--- SOURCE DATA Enclosed Below ---

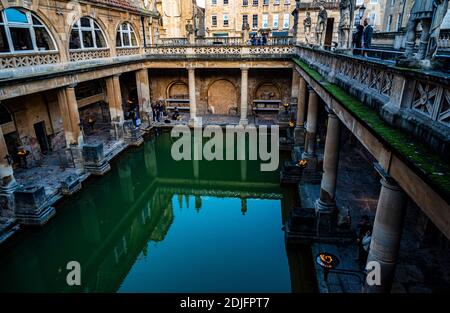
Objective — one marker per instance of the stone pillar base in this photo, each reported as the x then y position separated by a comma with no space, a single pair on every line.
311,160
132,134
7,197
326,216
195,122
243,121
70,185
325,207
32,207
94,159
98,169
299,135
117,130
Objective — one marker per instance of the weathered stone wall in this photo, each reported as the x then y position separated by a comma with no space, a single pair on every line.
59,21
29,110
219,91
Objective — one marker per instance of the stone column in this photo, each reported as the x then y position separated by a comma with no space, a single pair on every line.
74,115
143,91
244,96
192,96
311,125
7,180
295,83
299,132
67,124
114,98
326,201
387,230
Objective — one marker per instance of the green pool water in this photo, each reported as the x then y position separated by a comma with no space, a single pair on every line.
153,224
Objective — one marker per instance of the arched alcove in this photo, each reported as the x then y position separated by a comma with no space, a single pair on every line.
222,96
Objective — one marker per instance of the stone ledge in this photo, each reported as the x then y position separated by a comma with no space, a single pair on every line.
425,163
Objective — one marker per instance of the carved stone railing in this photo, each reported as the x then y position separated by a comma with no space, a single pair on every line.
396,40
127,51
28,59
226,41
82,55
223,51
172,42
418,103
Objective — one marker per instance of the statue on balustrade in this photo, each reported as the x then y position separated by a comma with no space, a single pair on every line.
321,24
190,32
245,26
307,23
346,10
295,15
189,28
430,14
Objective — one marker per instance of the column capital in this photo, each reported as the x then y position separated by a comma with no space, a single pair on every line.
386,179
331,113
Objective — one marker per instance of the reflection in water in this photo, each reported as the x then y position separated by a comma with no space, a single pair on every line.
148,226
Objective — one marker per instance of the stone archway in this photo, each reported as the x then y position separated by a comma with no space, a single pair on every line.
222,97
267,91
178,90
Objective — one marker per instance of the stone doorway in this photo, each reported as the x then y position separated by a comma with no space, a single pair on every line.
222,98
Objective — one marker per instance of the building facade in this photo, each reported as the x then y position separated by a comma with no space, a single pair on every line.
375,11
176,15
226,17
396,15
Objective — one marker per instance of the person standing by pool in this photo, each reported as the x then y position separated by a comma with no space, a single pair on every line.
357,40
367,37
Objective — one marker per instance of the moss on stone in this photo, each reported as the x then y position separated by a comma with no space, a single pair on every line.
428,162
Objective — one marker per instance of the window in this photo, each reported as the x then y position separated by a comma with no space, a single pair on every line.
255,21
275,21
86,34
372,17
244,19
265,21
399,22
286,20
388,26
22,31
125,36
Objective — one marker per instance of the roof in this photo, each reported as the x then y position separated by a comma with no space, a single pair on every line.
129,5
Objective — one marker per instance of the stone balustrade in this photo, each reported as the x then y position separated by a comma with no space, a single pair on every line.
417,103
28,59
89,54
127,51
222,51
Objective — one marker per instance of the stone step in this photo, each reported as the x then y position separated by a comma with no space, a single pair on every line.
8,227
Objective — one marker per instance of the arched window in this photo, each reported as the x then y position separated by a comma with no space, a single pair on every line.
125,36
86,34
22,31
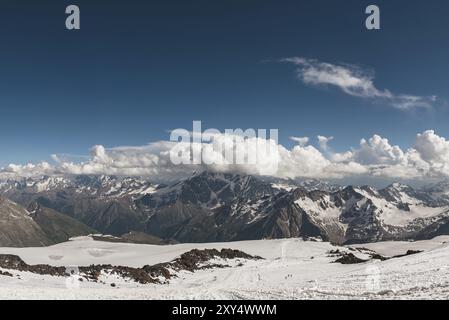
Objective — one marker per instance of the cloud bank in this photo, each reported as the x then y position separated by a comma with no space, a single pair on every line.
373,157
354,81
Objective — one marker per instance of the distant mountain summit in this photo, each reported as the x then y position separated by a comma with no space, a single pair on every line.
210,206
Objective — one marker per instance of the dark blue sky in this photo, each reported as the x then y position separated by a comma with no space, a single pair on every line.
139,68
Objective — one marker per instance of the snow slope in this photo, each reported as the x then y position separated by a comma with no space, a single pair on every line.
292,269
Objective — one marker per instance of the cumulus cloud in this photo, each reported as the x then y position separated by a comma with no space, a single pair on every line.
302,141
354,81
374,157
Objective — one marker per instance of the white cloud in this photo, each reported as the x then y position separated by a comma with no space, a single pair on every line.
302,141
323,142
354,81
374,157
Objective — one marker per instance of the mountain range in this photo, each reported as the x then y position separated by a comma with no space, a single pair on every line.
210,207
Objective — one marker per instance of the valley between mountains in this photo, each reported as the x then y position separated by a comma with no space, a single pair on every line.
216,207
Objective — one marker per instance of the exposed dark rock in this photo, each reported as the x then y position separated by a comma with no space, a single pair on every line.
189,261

--- End of Enclosed SOURCE DATA ---

■ EXERCISE GOAL
Repeat the records above word for word, apart from the pictures.

■ ANSWER FOR THE TASK
Objective — one marker per instance of the stone pillar base in this photo, each reported as the x then y position separated by a comma with no space, a single pair on every line.
311,160
132,134
7,197
326,216
195,122
243,121
70,185
325,207
32,207
94,159
98,169
299,135
117,130
Objective — one marker per instance of the weathered stone wall in this photo, each reported as the x then y position separated by a comma with no space, a single pair on every line.
59,21
29,110
219,91
Objective — one marker per instance of the stone column in this photo, each reported as the x then y position separated by a comma with no space, a single pair on every line.
74,115
143,91
244,96
192,96
311,125
7,180
295,83
299,132
67,124
114,98
326,201
387,230
Objective — one marker per instance of the green pool water in this photo, each reported as the x then y position separated by a comma with no space, a single pair on every line.
153,224
Objective — one marker per instance of the arched alcove in this photo, each reported as the x then y position separated by a comma with no space, a single pair on every line.
222,96
Objective — one marker per instance of the stone ledge in this photo, each reported as the x then y position separated by a comma with no space, a single pair on every line.
425,163
Objective — one marker per instance of the carved stone railing in this photo, each reported as the x then y position separated by a comma with no space, a single pair on every line.
396,40
127,51
28,59
226,41
82,55
223,51
172,42
418,103
Objective — one marker per instance of the statue on balustrade in this photo, each reported as the x then y position separated by a comma with no space, a single pair on every line.
321,24
190,32
245,26
307,23
346,10
295,15
189,28
430,14
Objective — one marker per instance of the column capital in this photo, each reported as the x then y position separated by a comma with no space, a single pair on every line.
386,179
331,113
Objective — one marker per instance of the reflection in water in this photo, each reported as the x then y position separated by a comma with no space, a single pair on every line.
148,226
Objective — one marker per instance of the stone archway in this photo, each reported as the x then y position separated by a comma with no space, a single pair on every line.
222,97
267,91
178,90
Objective — one marker per instance of the stone doorway in this photo, each reported as the x then y position separated by a comma with no space, a single pair on every line.
222,98
Objective — one marker per instance of the building facade in this photo, each reported as the x then y position separated by a comma with no space, a single pair on every line.
375,11
176,15
226,17
396,15
Objective — one marker per instance of the person standing by pool in this photo, each reported as the x then y position separated by a comma with no space, a single pair on every line.
357,40
367,37
Objective — one marker per instance of the moss on stone in this photo, each reported as the x then y position separated by a comma with no space, a single pair on every line.
428,162
Objective — one marker per instance of the window in this photo, each reported as the x then y position separated by a comma with no space, a single pair on every line.
255,21
275,21
86,34
372,17
244,19
265,21
399,22
286,20
388,26
22,31
125,36
Objective — one marker per instance of the roof in this photo, each reported as the x then y position separated by a comma with no space, a single pair on every line.
129,5
Objective — one marker per instance of the stone balustrade in this photo, each reported as the x then y position separated by a comma with no space, a single pair on every line.
417,103
28,59
89,54
127,51
222,51
Objective — one marker per instance of the stone step in this photo, each reported as the x then y position separated by a comma with no space, a single pair on every line.
8,227
Objective — one marker per instance of the arched window in this photo, each reported as the x then y position separated by a comma with no space, a single pair on every line.
125,36
86,34
22,31
Objective — one marker per instance of the cloud bank in this photo, each reported as the x then y position separated by a comma with no space, a single pair on every line.
373,157
354,81
Objective — one marker per instance of the distant mountain summit in this photo, each reported as the x then y position separated by a comma with no space, a single pair on every line.
210,206
Objective — one marker per instance of the dark blue sky in this photo, each reported as the x then y position separated by a comma with no space, a single pair on every line.
139,68
Objective — one marker per instance of the snow slope in this photo, each reported as the x then y position separated by a comma with no space, a single pair on every line.
292,269
Objective — one marker per instance of the cumulus cloud in this photo, each reported as the x then y position separated by a comma with no space, a single pair on every line.
302,141
354,81
374,157
Objective — one marker per instance of the white cloud in this photo, each reported as the x then y position separated by a comma with no space, a single pair on every line.
302,141
323,142
354,81
374,157
Objective — one marker per instance of the mountain range in this photo, each reported as the x then y position separated by a comma with no space, a single pair on every line.
210,207
Objective — one marker per instance of the valley between mountains in this photo, each reported as the x then y position separated by a comma with no space, a single pair on every line.
216,207
Objective — one marker per instance of the exposed dark rock in this photo, each reported as the x then y position separated by a comma with no space, a single pair on every line.
189,261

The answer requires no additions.